DOCUMENT SEGMENT ▸
==============================
Manna Roots’ Tracy Dewit applies as well for a mixed-use permit. Interestingly, Dewit states that, “the smell of cannabis may be in the air, but professional grade carbon filters, odor neutralizes, and air purifiers shall be used to neutralize that air.”
In an architectural drawing of Manna Roots, as proposed, the building looks like a humble house, suitable for the farmer Dewit who has been cultivating plants legal or otherwise for the past ten years with her high school sweetheart and has lived in Davis for upwards of 20 years. Another valuable asset of Manna Roots is that Dewit and her crew plan to mutually work on B2B (business to business) sales and development with other cannabis merchant partners.
In a note from her friend, Joe Krovoza praises her efforts and work and importantly noted she will be “open and receptive to local sensitivities that must be considered as cannabis moves from its medical status in California to recreational use,” and he writes that “Tracy’s work with the local community to secure acceptance of her proposed location on D-streets demonstrates her consideration of local concerns.”
As a mom of a child on her way to University of Colorado in Boulder, “a perfect fit for my daughter’s outdoor life style and business interest,” Dewitt is obviously worried about how the legalization of marijuana might effect her daughter, in ways such as the “unwanted high.” Instead of avoiding the issue, she has taken the approach of informing herself on the trade, cultivation, and consumption of marijuana and started a business platform of her own to safely distribute, but not necessarily promote marijuana for all.
Funny enough, the mom and mind behind Manna Roots was distinctly aware of being in a small town and raising two other little boys in middle school, in addition to her daughter. People talk, and she recognized other moms might “defriend” her or not allow their sons over because she’s a “drug dealer.” Dewit comically just smiles at these comments and has made the best of making friends and not enemies in a community pushing towards cannabis reform, progression, research, and acceptance. She even hinted at a heavy topic, “I have come full circle on this arc [that] cannabis is a fantastic alternative to some pharmaceuticals and may assist the U.S with recovering from the opioid epidemic that plagues so many, including a loved one of mine.” With regards to Lori Ajax, as before mentioned, Dewit replies, “I am very pleased with the job that [she] has done on MAURCS, but the hand of the written law can only reach far, [instead requiring] things to evolve around and involve social change.”
With Manna Roots, Dewit mainly wants to “bring cannabis use out of the dark and into the light as a safe and effective remedy for pain, as a social alternative to wine or beer, to be used responsibly and respectfully in moderation without fear of ridicule or stereotypes.” In the end we have to see that everyone in society, from growers and dispensers to consumers, all have their own individual stories which makes the town come together and profit indefinitely.
==============================
WORK ORDER A ▸
According to the article on Manna Roots, how long has Dewit lived in Davis?
WORK ORDER B ▸
Name every aspect of marijuana that the article on Manna Roots says Dewit informed herself on.

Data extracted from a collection
==============================
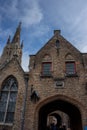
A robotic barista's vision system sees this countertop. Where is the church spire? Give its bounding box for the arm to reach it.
[12,22,21,43]
[7,35,11,44]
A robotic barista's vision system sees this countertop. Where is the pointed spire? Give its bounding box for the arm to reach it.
[21,40,24,49]
[7,35,11,44]
[12,22,21,43]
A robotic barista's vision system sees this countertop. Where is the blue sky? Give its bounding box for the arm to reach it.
[0,0,87,71]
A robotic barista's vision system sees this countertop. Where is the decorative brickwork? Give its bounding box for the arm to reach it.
[0,25,87,130]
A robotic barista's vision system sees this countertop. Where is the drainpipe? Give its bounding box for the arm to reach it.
[21,73,29,130]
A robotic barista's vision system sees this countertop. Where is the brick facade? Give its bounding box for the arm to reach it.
[0,25,87,130]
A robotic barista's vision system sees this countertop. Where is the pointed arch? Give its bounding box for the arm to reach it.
[0,75,18,123]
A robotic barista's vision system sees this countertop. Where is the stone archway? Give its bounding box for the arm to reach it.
[38,99,82,130]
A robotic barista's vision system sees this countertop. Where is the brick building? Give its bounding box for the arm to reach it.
[0,24,87,130]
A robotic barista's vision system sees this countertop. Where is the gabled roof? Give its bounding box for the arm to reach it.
[36,30,81,55]
[0,56,24,73]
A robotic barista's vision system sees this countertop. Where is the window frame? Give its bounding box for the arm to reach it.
[65,61,77,76]
[0,76,18,125]
[41,62,52,77]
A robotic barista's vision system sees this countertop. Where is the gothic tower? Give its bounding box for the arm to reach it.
[0,23,23,66]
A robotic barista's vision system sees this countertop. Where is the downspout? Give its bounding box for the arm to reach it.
[21,73,29,130]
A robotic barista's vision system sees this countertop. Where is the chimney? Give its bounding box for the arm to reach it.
[54,30,61,35]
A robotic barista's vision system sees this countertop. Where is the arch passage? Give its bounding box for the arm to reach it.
[38,100,82,130]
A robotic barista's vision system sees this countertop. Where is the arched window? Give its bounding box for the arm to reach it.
[41,54,52,77]
[55,40,60,49]
[0,76,18,123]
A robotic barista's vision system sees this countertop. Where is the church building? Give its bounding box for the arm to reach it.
[0,24,87,130]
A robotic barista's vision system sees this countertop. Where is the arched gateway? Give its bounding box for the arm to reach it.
[37,96,83,130]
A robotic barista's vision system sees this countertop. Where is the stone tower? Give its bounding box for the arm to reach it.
[0,23,23,66]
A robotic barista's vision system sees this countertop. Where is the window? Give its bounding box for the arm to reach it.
[55,40,60,48]
[0,76,18,123]
[42,62,52,76]
[66,62,76,75]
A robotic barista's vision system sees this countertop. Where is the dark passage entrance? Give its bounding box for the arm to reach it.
[38,100,82,130]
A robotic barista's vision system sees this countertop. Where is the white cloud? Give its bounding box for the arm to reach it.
[0,0,43,27]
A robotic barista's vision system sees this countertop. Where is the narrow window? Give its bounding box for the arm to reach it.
[42,62,52,76]
[0,76,18,123]
[55,40,60,49]
[66,62,76,75]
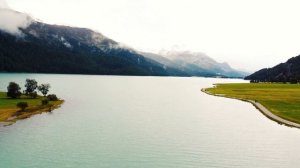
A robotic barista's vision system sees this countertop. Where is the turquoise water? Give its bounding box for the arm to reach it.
[0,74,300,168]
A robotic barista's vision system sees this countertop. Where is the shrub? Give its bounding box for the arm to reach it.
[25,79,38,96]
[7,82,21,99]
[38,84,50,96]
[28,91,38,99]
[42,99,49,106]
[17,102,28,111]
[47,94,58,101]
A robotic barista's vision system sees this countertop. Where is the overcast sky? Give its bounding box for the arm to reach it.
[4,0,300,71]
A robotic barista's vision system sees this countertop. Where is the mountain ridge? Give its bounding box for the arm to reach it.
[245,55,300,83]
[0,9,247,77]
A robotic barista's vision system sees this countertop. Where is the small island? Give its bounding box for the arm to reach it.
[202,83,300,128]
[0,79,64,126]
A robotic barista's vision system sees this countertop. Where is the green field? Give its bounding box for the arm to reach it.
[206,83,300,123]
[0,92,63,122]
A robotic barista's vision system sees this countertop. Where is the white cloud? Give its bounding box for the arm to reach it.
[0,8,32,35]
[0,0,8,8]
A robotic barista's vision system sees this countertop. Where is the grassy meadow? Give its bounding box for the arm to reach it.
[0,92,63,123]
[206,83,300,123]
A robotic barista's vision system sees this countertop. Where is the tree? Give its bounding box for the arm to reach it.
[7,82,21,99]
[38,84,50,97]
[47,94,58,101]
[25,79,38,98]
[42,99,49,106]
[17,102,28,111]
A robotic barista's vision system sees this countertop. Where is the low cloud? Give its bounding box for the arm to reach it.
[0,0,33,35]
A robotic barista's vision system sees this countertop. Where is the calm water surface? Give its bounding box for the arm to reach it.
[0,74,300,168]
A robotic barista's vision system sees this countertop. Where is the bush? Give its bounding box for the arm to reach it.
[7,82,21,99]
[47,94,58,101]
[42,99,49,106]
[17,102,28,111]
[28,91,38,99]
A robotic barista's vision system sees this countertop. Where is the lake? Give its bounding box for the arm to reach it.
[0,73,300,168]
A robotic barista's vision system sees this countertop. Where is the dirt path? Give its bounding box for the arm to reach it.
[201,89,300,128]
[247,100,300,128]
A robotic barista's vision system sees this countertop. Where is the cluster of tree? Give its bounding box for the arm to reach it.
[7,79,58,111]
[7,79,50,99]
[245,56,300,84]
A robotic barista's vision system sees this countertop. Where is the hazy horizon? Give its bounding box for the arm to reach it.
[0,0,300,71]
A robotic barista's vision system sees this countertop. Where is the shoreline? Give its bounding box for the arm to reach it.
[201,88,300,128]
[0,100,65,128]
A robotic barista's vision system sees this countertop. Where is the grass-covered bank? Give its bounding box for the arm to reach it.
[0,92,63,124]
[205,83,300,124]
[0,79,64,125]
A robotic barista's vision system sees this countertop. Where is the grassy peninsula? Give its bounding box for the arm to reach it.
[0,79,64,125]
[0,92,63,123]
[204,83,300,125]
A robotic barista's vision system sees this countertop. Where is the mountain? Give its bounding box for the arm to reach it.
[0,9,186,76]
[245,56,300,83]
[0,8,245,77]
[143,51,248,78]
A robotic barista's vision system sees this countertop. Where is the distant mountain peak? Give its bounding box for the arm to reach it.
[0,8,34,36]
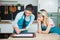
==============================
WRITTEN RESPONSE A ▸
Upwards of 20 years.

WRITTEN RESPONSE B ▸
Trade, cultivation, and consumption.